To do: Render the records from the line holding "--target child --fmt" through the line holding "79], [152, 10]]", inclusive, as a two-column CSV headed input and output. Give one row per record, with its text under input and its answer under output, each in a single quoted field with line breaks replaced by spaces.

Data provided:
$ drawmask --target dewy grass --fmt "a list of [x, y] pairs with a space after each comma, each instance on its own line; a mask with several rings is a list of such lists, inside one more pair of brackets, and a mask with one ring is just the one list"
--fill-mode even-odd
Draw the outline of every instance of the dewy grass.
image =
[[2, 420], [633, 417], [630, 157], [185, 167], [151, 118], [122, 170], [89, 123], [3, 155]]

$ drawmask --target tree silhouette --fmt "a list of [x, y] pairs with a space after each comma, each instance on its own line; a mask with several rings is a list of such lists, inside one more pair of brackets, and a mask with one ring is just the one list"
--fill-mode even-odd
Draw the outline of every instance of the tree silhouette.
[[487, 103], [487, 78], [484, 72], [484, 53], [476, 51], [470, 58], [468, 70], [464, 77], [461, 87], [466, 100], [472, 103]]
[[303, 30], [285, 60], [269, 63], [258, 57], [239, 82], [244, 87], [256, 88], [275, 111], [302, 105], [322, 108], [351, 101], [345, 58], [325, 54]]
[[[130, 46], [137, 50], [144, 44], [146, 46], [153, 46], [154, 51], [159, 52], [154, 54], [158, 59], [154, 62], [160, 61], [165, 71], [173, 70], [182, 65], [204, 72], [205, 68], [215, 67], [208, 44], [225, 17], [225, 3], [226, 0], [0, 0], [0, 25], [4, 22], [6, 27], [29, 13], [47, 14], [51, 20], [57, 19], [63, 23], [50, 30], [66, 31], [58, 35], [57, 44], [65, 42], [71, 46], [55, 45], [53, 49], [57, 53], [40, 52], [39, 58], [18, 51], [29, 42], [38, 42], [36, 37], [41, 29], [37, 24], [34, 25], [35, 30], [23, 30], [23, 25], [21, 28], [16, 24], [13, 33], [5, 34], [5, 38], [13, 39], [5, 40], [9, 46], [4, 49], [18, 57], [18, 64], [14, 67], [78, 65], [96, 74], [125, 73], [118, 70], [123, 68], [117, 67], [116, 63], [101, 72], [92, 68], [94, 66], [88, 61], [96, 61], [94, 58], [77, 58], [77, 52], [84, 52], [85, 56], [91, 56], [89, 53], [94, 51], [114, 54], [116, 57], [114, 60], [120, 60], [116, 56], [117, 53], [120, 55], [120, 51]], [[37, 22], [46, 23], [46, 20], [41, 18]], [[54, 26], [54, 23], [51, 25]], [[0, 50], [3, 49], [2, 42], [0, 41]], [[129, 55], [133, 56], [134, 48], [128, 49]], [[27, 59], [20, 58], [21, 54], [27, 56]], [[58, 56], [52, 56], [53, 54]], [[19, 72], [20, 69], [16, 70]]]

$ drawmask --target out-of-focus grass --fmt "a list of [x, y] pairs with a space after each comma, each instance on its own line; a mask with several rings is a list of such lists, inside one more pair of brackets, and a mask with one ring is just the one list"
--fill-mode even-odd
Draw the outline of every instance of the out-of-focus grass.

...

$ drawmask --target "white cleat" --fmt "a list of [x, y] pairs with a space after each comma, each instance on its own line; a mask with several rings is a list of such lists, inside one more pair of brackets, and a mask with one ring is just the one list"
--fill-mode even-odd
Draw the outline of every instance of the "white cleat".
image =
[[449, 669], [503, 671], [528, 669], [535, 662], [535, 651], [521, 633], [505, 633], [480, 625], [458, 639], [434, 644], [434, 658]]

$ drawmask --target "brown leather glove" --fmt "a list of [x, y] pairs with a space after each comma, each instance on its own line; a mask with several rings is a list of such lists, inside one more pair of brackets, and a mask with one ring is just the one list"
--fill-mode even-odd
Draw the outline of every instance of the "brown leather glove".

* * *

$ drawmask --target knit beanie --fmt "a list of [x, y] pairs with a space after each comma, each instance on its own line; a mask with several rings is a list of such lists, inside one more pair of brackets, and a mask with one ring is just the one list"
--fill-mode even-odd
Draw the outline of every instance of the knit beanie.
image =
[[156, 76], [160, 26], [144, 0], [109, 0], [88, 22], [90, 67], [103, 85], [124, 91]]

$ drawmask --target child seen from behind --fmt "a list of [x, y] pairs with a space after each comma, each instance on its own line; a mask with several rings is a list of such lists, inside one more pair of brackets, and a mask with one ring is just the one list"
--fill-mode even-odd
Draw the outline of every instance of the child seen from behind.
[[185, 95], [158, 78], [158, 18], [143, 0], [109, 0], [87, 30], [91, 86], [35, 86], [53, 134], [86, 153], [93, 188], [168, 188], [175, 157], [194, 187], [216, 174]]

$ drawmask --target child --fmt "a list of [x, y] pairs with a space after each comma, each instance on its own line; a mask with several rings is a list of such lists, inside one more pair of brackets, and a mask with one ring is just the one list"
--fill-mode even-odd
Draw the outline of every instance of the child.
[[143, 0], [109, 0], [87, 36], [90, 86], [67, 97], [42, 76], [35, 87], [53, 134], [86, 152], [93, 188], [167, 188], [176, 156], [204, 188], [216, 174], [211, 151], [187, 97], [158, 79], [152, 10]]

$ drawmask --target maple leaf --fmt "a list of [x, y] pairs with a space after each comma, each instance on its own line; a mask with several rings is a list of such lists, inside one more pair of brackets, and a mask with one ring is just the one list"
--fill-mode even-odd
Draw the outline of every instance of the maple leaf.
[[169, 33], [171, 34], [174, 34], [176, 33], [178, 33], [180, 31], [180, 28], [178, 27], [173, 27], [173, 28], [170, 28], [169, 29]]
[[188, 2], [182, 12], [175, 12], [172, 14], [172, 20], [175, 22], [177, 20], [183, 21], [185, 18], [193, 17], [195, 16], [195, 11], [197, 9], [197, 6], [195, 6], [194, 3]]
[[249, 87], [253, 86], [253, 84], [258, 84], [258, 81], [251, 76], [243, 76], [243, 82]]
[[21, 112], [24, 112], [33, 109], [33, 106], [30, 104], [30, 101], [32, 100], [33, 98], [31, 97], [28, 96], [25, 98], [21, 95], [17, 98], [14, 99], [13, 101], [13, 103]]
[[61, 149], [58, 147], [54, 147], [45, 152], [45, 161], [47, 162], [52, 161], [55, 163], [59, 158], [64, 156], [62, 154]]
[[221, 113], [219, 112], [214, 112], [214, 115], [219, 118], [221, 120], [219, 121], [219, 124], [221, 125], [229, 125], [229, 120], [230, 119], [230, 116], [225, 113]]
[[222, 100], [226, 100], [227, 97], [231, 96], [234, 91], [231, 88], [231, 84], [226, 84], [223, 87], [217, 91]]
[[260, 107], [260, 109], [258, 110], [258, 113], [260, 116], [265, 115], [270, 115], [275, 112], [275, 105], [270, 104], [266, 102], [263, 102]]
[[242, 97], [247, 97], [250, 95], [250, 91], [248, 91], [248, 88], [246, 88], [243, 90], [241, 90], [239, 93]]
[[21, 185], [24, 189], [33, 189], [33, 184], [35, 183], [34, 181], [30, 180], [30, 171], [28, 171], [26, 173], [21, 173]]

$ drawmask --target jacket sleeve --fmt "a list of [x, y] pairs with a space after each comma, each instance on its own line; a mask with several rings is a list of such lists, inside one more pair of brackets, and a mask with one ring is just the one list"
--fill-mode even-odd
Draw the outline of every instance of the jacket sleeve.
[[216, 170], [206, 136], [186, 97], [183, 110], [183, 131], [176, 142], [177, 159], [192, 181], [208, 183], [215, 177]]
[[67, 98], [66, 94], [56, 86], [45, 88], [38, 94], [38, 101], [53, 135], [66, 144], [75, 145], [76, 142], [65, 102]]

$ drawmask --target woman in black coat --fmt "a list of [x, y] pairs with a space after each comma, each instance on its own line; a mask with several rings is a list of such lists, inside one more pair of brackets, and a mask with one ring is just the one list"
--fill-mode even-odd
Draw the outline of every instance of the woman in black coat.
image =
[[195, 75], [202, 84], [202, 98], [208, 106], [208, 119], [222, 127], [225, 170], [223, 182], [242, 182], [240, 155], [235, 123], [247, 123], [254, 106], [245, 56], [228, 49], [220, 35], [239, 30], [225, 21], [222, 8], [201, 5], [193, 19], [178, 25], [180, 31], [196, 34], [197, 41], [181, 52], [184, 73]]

Task answer:
input,output
"$ drawmask --target child --fmt ""a list of [x, y] pairs with a space after each comma, each instance on its own line; a mask with several rings is a list of such lists, inside one more pair of brackets, and a mask with one ring is just the one list"" --fill-mode even-odd Draw the outline of every instance of the child.","[[143, 0], [109, 0], [87, 36], [90, 86], [67, 97], [42, 76], [35, 87], [53, 134], [86, 152], [93, 188], [167, 188], [176, 156], [204, 188], [216, 174], [211, 151], [187, 97], [158, 79], [152, 10]]"